Problem: Starting with the first line of the data and going on through the line that contains "xmin=598 ymin=454 xmax=896 ymax=828", rewrite those lines with "endpoint" replaced by "service" and everything else left unchanged.
=====
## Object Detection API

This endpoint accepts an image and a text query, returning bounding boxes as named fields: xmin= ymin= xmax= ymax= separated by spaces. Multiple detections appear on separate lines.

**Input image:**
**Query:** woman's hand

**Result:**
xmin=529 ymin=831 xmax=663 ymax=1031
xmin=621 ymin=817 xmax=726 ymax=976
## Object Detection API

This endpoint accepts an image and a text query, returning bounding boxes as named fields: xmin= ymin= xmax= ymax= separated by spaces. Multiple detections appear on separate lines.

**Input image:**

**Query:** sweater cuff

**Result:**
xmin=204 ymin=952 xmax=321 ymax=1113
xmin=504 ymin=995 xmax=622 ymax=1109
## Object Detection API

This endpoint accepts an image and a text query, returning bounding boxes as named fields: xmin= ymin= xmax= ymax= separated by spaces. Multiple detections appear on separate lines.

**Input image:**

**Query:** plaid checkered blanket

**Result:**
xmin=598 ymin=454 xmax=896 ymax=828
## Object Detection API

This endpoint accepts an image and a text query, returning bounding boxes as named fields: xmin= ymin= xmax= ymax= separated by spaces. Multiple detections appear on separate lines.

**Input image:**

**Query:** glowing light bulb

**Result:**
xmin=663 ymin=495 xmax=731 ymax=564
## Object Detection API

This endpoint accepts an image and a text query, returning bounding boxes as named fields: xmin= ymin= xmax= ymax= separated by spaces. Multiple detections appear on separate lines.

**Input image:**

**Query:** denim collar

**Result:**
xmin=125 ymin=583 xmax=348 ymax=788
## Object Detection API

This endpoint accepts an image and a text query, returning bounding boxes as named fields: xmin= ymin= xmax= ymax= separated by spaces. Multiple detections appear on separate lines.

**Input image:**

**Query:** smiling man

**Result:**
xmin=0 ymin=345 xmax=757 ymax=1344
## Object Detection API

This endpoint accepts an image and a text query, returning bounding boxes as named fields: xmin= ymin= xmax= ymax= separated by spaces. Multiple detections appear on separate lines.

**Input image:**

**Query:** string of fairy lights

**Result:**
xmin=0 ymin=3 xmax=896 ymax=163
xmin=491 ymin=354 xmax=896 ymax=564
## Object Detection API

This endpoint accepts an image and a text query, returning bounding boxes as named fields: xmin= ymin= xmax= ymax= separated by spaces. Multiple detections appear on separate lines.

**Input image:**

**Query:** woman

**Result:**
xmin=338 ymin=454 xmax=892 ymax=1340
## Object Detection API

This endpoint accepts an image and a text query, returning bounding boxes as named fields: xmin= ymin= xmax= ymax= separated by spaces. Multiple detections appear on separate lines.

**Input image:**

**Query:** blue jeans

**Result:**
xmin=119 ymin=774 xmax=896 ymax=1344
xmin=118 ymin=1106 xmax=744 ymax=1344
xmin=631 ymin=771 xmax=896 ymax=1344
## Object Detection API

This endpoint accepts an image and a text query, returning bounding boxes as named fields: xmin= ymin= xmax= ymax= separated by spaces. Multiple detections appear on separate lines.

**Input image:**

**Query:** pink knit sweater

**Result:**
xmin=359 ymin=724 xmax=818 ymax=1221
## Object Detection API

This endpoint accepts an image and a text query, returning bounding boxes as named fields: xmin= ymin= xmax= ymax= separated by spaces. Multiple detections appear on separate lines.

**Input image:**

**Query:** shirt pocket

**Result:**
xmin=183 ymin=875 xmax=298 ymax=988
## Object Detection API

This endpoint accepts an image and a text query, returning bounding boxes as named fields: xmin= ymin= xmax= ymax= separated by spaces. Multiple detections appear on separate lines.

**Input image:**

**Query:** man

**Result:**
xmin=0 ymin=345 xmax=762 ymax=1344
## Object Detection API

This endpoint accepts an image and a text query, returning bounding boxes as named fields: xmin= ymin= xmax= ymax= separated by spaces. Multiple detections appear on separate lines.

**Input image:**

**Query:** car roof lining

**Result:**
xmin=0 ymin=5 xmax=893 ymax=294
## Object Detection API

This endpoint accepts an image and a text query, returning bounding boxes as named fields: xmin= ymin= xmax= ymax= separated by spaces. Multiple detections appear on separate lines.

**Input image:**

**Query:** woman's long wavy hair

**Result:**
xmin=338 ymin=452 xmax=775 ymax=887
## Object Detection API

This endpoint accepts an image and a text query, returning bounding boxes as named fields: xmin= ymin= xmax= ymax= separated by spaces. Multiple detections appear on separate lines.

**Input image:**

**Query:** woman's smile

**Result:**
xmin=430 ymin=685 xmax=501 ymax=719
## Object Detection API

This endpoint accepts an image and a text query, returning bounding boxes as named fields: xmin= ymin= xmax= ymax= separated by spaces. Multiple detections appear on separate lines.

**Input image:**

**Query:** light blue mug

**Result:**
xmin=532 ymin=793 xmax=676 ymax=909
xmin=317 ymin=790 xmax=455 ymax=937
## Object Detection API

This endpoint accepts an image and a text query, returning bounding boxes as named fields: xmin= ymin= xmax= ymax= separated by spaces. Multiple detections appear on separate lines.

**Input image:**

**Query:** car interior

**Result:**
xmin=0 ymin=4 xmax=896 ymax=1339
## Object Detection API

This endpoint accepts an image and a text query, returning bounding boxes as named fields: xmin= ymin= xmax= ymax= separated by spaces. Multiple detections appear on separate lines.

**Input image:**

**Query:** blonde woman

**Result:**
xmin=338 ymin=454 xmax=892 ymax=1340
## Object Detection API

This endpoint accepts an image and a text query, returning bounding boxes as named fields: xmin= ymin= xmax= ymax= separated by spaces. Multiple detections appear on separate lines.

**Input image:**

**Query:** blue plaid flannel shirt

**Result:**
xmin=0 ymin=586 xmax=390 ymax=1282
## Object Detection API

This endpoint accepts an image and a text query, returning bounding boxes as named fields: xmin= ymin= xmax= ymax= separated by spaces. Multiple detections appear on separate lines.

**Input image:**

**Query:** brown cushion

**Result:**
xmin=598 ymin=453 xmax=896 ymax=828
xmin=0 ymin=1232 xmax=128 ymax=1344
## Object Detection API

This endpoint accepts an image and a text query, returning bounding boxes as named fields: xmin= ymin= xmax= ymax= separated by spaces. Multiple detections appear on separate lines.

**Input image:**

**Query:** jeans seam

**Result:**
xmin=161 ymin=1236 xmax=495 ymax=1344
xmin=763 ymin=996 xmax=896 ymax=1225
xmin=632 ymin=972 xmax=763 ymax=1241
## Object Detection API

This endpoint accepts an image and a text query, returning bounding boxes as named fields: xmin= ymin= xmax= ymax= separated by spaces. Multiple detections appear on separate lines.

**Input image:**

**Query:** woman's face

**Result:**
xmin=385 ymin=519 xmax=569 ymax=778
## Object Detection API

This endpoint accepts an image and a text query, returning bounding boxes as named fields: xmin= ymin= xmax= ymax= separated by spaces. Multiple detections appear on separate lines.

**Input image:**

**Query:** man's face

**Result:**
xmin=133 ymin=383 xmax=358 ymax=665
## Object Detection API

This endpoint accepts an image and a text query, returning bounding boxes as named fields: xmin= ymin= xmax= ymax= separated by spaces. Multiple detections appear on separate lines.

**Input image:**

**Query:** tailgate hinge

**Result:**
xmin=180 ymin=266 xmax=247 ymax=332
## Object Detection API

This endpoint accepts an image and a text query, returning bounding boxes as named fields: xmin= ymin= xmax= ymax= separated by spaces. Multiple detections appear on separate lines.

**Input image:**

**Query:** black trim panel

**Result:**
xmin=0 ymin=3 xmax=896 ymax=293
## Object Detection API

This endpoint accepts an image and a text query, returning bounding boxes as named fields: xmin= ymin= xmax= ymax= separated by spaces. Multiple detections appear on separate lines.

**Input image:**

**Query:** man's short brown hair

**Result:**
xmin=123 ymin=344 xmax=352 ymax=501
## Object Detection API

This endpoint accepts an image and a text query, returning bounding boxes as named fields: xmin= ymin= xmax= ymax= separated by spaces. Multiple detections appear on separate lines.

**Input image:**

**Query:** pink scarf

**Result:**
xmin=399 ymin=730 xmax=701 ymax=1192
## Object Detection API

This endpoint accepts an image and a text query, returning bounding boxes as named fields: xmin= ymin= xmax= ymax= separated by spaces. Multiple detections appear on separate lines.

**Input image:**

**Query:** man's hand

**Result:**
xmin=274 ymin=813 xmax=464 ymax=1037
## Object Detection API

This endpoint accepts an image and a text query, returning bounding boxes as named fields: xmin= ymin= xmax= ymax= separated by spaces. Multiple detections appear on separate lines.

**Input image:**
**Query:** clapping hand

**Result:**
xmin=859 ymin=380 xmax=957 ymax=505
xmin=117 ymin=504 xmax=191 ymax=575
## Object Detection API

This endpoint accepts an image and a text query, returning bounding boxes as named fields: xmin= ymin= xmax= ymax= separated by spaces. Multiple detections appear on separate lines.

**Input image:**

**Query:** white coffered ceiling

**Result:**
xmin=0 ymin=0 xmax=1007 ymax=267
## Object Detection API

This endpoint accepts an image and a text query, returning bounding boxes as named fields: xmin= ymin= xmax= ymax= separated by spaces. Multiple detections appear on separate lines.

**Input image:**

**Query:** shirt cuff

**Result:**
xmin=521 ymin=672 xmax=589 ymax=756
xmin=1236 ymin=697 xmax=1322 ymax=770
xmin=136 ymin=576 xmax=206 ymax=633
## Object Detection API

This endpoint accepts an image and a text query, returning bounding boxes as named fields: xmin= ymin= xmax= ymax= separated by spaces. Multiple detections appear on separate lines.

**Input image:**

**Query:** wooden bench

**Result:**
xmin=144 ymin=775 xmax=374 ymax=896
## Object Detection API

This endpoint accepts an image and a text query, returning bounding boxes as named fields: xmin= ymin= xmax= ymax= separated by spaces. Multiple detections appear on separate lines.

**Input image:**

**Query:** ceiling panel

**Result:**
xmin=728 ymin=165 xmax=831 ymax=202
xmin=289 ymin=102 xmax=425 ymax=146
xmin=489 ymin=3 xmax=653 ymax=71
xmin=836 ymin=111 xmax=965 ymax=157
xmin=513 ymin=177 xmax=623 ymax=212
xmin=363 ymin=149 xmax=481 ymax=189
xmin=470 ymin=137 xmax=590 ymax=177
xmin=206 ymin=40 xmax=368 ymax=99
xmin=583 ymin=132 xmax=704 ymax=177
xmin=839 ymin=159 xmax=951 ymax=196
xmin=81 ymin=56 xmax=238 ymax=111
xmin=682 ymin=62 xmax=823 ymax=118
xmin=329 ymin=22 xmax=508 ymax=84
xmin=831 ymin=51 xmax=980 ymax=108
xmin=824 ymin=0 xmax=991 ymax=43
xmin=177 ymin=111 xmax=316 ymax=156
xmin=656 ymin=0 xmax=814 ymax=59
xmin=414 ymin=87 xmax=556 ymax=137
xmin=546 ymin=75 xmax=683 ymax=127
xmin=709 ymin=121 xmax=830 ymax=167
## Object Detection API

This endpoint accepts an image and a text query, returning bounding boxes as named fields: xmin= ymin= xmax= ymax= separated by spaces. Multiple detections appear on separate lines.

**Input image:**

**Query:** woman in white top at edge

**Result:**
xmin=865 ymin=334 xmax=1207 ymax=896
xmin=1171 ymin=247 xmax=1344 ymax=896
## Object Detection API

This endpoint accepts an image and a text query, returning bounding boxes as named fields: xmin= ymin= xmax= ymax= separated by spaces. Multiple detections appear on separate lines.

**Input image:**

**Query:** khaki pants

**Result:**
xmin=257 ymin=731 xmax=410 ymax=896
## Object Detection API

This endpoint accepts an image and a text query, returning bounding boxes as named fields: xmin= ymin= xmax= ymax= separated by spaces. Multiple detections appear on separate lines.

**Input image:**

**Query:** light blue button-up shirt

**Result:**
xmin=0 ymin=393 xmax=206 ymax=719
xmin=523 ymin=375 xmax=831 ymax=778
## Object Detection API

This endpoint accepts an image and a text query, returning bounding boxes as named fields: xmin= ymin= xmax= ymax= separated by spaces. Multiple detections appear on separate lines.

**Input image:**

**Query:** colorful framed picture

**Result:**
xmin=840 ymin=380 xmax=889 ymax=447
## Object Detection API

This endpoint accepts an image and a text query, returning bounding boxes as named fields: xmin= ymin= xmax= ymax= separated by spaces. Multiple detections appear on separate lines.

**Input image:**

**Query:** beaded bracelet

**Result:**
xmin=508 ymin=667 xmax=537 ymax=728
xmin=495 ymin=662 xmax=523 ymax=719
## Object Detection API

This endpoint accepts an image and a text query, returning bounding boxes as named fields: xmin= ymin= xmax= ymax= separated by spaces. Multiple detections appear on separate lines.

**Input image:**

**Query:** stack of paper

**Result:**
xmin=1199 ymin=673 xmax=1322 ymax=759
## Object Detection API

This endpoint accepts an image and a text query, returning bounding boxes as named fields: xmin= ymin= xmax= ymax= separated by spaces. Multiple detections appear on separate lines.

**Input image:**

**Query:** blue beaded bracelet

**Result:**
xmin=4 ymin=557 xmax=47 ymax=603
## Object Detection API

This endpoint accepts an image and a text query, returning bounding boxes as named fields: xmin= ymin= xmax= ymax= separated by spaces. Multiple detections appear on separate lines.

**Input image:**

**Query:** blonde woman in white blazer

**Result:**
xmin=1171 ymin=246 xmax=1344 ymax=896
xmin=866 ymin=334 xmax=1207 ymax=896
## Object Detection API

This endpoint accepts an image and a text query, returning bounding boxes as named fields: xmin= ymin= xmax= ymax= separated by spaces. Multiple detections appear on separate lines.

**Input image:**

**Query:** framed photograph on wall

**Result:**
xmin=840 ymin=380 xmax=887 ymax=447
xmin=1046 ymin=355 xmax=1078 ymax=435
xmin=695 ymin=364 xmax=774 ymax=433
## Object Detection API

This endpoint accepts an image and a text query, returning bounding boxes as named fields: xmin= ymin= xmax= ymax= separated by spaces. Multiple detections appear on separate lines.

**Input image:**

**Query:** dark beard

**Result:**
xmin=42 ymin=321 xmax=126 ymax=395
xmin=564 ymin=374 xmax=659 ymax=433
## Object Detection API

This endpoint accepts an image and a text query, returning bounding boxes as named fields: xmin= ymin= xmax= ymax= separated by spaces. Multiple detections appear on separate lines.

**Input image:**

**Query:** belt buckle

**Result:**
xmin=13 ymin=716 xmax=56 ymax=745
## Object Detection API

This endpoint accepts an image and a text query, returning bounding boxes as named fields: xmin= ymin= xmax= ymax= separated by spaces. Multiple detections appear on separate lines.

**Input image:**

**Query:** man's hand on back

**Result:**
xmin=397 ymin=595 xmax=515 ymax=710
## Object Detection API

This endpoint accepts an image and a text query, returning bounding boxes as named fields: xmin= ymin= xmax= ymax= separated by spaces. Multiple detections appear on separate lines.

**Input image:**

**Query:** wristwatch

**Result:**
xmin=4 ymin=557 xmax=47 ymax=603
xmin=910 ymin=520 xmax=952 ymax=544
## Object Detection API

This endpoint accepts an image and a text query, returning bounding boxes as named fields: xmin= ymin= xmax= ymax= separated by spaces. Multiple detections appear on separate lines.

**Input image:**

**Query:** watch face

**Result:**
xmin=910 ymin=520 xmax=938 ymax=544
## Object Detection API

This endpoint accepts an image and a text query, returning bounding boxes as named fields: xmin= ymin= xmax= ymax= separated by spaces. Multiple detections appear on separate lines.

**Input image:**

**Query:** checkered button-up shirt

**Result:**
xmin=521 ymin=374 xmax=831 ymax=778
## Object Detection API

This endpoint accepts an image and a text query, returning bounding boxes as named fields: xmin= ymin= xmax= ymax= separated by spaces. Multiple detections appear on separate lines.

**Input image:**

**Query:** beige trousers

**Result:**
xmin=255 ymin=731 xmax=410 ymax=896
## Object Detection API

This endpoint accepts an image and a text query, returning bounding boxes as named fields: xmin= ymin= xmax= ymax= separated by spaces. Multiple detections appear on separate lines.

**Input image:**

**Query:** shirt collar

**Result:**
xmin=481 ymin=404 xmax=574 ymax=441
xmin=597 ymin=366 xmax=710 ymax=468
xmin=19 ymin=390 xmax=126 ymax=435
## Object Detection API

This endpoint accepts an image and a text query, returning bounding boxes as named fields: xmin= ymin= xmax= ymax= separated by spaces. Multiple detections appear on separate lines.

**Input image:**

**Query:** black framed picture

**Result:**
=====
Expected answer:
## Object Detection API

This service accepts an image and a text query, returning bounding boxes as named fields: xmin= ymin= xmax= ymax= separated by spaces. Multiple detections appear on separate lines.

**Input image:**
**Query:** woman's hand

**Result:**
xmin=529 ymin=831 xmax=663 ymax=1031
xmin=621 ymin=817 xmax=726 ymax=976
## Object Detection API

This service accepts an image and a text query, returning bounding boxes as named fields: xmin= ymin= xmax= ymax= separated by spaces. Multiple detections appear on separate lines.

**Input image:**

**Query:** sweater cuff

**Result:**
xmin=204 ymin=952 xmax=321 ymax=1113
xmin=504 ymin=995 xmax=622 ymax=1109
## Object Detection API

This service accepts an image and a text query, returning bounding boxes as named fields: xmin= ymin= xmax= ymax= separated by spaces. Multiple detections appear on separate lines.

**Input image:**

**Query:** plaid checkered blanket

**Result:**
xmin=598 ymin=454 xmax=896 ymax=828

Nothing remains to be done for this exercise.